▸ **INSTRUCTIONS FOR THE TASK**:
Only the pictures are left out: repeat the rest of the entries exactly.

── EXTRACTED DATA

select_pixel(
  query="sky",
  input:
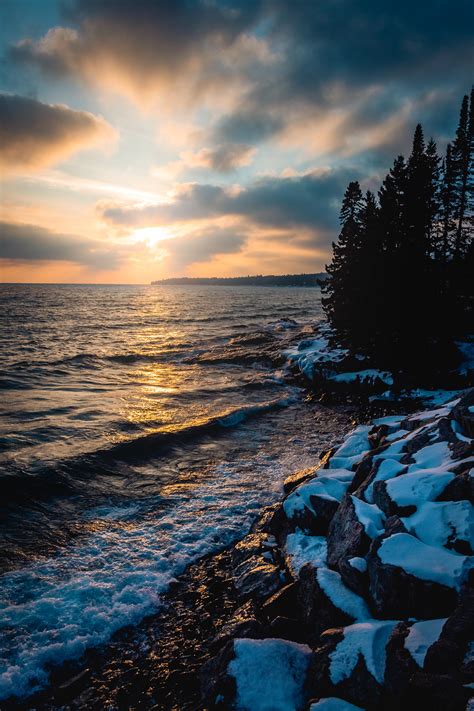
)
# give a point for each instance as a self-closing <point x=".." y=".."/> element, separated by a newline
<point x="142" y="139"/>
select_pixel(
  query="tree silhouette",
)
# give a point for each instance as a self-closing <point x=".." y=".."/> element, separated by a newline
<point x="401" y="282"/>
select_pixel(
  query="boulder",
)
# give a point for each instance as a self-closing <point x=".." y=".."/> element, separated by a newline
<point x="346" y="535"/>
<point x="325" y="602"/>
<point x="401" y="592"/>
<point x="254" y="575"/>
<point x="311" y="506"/>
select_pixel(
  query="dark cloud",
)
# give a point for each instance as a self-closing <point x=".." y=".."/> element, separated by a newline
<point x="140" y="45"/>
<point x="365" y="57"/>
<point x="34" y="134"/>
<point x="310" y="200"/>
<point x="30" y="243"/>
<point x="203" y="245"/>
<point x="223" y="158"/>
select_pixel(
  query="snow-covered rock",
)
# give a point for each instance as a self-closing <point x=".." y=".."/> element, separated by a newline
<point x="269" y="674"/>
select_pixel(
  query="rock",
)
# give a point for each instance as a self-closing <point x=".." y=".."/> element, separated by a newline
<point x="311" y="506"/>
<point x="257" y="580"/>
<point x="396" y="593"/>
<point x="449" y="651"/>
<point x="341" y="661"/>
<point x="254" y="576"/>
<point x="461" y="488"/>
<point x="355" y="578"/>
<point x="282" y="603"/>
<point x="298" y="478"/>
<point x="243" y="623"/>
<point x="289" y="629"/>
<point x="346" y="536"/>
<point x="318" y="610"/>
<point x="218" y="689"/>
<point x="437" y="692"/>
<point x="400" y="666"/>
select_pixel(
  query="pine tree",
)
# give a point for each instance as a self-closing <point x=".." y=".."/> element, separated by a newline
<point x="338" y="296"/>
<point x="392" y="200"/>
<point x="433" y="194"/>
<point x="462" y="157"/>
<point x="447" y="206"/>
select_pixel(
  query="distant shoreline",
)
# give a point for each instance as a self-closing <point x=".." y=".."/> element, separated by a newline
<point x="258" y="280"/>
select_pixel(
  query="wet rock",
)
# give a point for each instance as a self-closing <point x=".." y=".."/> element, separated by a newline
<point x="282" y="603"/>
<point x="448" y="652"/>
<point x="218" y="689"/>
<point x="300" y="476"/>
<point x="357" y="685"/>
<point x="395" y="594"/>
<point x="317" y="610"/>
<point x="257" y="580"/>
<point x="312" y="505"/>
<point x="461" y="488"/>
<point x="346" y="535"/>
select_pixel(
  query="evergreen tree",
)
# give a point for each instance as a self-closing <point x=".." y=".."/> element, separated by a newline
<point x="338" y="296"/>
<point x="401" y="281"/>
<point x="447" y="206"/>
<point x="462" y="157"/>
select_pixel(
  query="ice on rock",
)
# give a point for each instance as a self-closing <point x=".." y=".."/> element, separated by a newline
<point x="414" y="489"/>
<point x="269" y="674"/>
<point x="425" y="562"/>
<point x="370" y="516"/>
<point x="361" y="375"/>
<point x="437" y="522"/>
<point x="421" y="637"/>
<point x="398" y="434"/>
<point x="301" y="549"/>
<point x="352" y="450"/>
<point x="388" y="469"/>
<point x="389" y="420"/>
<point x="334" y="704"/>
<point x="341" y="597"/>
<point x="367" y="638"/>
<point x="458" y="432"/>
<point x="433" y="456"/>
<point x="325" y="487"/>
<point x="358" y="563"/>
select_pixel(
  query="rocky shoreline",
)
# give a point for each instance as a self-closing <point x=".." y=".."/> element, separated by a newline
<point x="357" y="589"/>
<point x="325" y="603"/>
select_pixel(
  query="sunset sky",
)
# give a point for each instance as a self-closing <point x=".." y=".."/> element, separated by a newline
<point x="141" y="139"/>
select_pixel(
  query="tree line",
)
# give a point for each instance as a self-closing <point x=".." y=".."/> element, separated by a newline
<point x="400" y="285"/>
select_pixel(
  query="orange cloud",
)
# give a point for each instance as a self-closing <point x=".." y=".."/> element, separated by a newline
<point x="34" y="134"/>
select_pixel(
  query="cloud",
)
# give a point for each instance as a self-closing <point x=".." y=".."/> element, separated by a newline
<point x="34" y="134"/>
<point x="310" y="200"/>
<point x="275" y="68"/>
<point x="202" y="246"/>
<point x="31" y="243"/>
<point x="140" y="48"/>
<point x="222" y="159"/>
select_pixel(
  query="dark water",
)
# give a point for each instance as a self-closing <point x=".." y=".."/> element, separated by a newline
<point x="142" y="427"/>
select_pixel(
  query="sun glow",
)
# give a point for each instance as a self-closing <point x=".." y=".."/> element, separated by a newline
<point x="151" y="235"/>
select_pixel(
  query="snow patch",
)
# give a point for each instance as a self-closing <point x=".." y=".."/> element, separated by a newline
<point x="425" y="562"/>
<point x="370" y="516"/>
<point x="359" y="564"/>
<point x="438" y="522"/>
<point x="421" y="637"/>
<point x="388" y="469"/>
<point x="301" y="549"/>
<point x="341" y="597"/>
<point x="269" y="674"/>
<point x="334" y="704"/>
<point x="352" y="450"/>
<point x="366" y="638"/>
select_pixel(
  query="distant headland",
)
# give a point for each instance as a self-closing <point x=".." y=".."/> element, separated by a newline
<point x="257" y="280"/>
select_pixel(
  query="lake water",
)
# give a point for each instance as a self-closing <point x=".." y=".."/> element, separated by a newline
<point x="142" y="427"/>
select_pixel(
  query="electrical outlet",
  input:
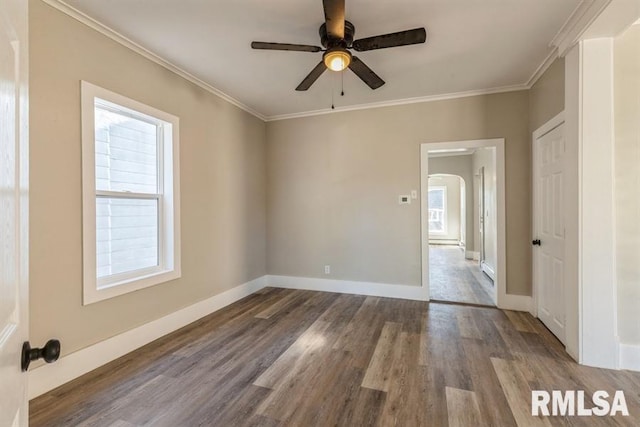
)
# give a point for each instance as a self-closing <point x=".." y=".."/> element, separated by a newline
<point x="404" y="199"/>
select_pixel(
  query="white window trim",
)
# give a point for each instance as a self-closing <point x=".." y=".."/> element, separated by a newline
<point x="444" y="205"/>
<point x="169" y="216"/>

────

▸ **COMPLETED TASK**:
select_pixel(
  query="sky",
  input:
)
# give a point for each instance as a self-closing <point x=".." y=".."/> element, separated by a newline
<point x="142" y="139"/>
select_pixel(
  query="tree silhouette",
)
# give a point for each instance as a self-closing <point x=".." y=".."/> element, separated by a newline
<point x="401" y="282"/>
select_pixel(
  query="boulder",
)
# give a point for each instance as a self-closing <point x=".." y=".."/> element, separated by a newline
<point x="346" y="535"/>
<point x="325" y="602"/>
<point x="401" y="592"/>
<point x="254" y="575"/>
<point x="311" y="506"/>
select_pixel(
  query="dark cloud",
)
# give a point for each instance as a self-closing <point x=".." y=".."/> element, separated by a newline
<point x="140" y="45"/>
<point x="365" y="57"/>
<point x="34" y="134"/>
<point x="310" y="200"/>
<point x="30" y="243"/>
<point x="203" y="245"/>
<point x="223" y="158"/>
select_pixel(
  query="snow-covered rock",
)
# give a point for each instance as a self-closing <point x=".." y=".."/> element, separated by a newline
<point x="269" y="674"/>
select_pixel(
  query="rock",
)
# give a point for each instance as a self-closing <point x=".." y=".."/> element, separated by a newline
<point x="311" y="506"/>
<point x="257" y="580"/>
<point x="396" y="593"/>
<point x="449" y="651"/>
<point x="341" y="661"/>
<point x="254" y="576"/>
<point x="461" y="488"/>
<point x="355" y="578"/>
<point x="282" y="603"/>
<point x="298" y="478"/>
<point x="243" y="623"/>
<point x="289" y="629"/>
<point x="346" y="536"/>
<point x="318" y="610"/>
<point x="218" y="689"/>
<point x="437" y="692"/>
<point x="400" y="666"/>
select_pixel(
  query="pine tree",
)
# give a point for each instance as a self-closing <point x=".." y=".."/> element, separated by a newline
<point x="338" y="296"/>
<point x="392" y="200"/>
<point x="433" y="194"/>
<point x="462" y="157"/>
<point x="447" y="206"/>
select_pixel(
  query="distant shoreline",
)
# give a point for each instance as a self-closing <point x=".." y=".."/> element, separated by a newline
<point x="258" y="280"/>
select_pixel(
  query="wet rock",
)
# give a point for each instance as a self-closing <point x=".." y=".."/> element, separated by a newline
<point x="282" y="603"/>
<point x="448" y="652"/>
<point x="218" y="689"/>
<point x="300" y="476"/>
<point x="357" y="685"/>
<point x="395" y="594"/>
<point x="317" y="610"/>
<point x="257" y="580"/>
<point x="312" y="505"/>
<point x="461" y="488"/>
<point x="346" y="535"/>
select_pixel(
  query="evergreen tree",
)
# give a point for each instance as a self-closing <point x=".." y=".."/> element, separated by a newline
<point x="338" y="296"/>
<point x="401" y="281"/>
<point x="447" y="206"/>
<point x="462" y="157"/>
select_pixel(
  query="ice on rock",
)
# give a point for each instance as a self-closing <point x=".." y=".."/> element, separated by a newline
<point x="414" y="489"/>
<point x="269" y="674"/>
<point x="425" y="562"/>
<point x="370" y="516"/>
<point x="361" y="375"/>
<point x="437" y="522"/>
<point x="421" y="637"/>
<point x="398" y="434"/>
<point x="301" y="549"/>
<point x="352" y="450"/>
<point x="388" y="469"/>
<point x="389" y="420"/>
<point x="334" y="704"/>
<point x="341" y="597"/>
<point x="367" y="638"/>
<point x="458" y="432"/>
<point x="433" y="456"/>
<point x="325" y="487"/>
<point x="358" y="563"/>
select_pixel(
  query="rocky shoreline",
)
# give a point for each instance as a self-closing <point x=".." y=".."/> element, separated by a newline
<point x="357" y="589"/>
<point x="325" y="603"/>
select_pixel(
  query="sunset sky",
)
# give a point for each instance as a self-closing <point x=".." y=".."/> element, separated by a newline
<point x="141" y="139"/>
select_pixel(
  query="tree line",
)
# give a point for each instance as a self-closing <point x=".." y=".."/> element, separated by a newline
<point x="400" y="285"/>
select_pixel(
  query="orange cloud",
)
# give a point for each instance as a self-closing <point x=".." y=".."/> element, separated by a newline
<point x="34" y="134"/>
select_pixel(
  query="cloud",
)
# give a point for each instance as a self-closing <point x=".." y=".."/> element, separated by a newline
<point x="34" y="134"/>
<point x="310" y="200"/>
<point x="275" y="68"/>
<point x="202" y="246"/>
<point x="31" y="243"/>
<point x="140" y="48"/>
<point x="222" y="159"/>
select_pixel(
  query="dark water",
)
# give a point for each instance as a self-closing <point x=".." y=".."/> element, separated by a newline
<point x="142" y="427"/>
select_pixel(
  query="sun glow",
)
# give a point for each instance as a self-closing <point x=".." y=".."/> element, separated by a newline
<point x="151" y="235"/>
select_pixel(
  query="snow patch",
)
# give a point for each instance as a self-closing <point x=".." y=".."/> element, separated by a newline
<point x="425" y="562"/>
<point x="370" y="516"/>
<point x="359" y="564"/>
<point x="438" y="522"/>
<point x="421" y="637"/>
<point x="388" y="469"/>
<point x="301" y="549"/>
<point x="341" y="597"/>
<point x="269" y="674"/>
<point x="334" y="704"/>
<point x="352" y="450"/>
<point x="366" y="638"/>
select_pixel(
  query="distant headland",
)
# give a point for each instance as a self-closing <point x=".." y=".."/> element, separated by a newline
<point x="257" y="280"/>
select_pixel(
  query="lake water",
)
# give a point for each instance as a self-closing <point x=".." y=".."/> element, separated by a newline
<point x="142" y="427"/>
select_pixel(
  query="electrical outlet",
  input:
)
# give a point for each instance as a self-closing <point x=".." y=".."/> element, separated by a newline
<point x="404" y="199"/>
select_pixel(
  query="white window trim",
)
# give a point for each instance as a self-closing <point x=".." y=".."/> element, separated by a newline
<point x="444" y="205"/>
<point x="169" y="216"/>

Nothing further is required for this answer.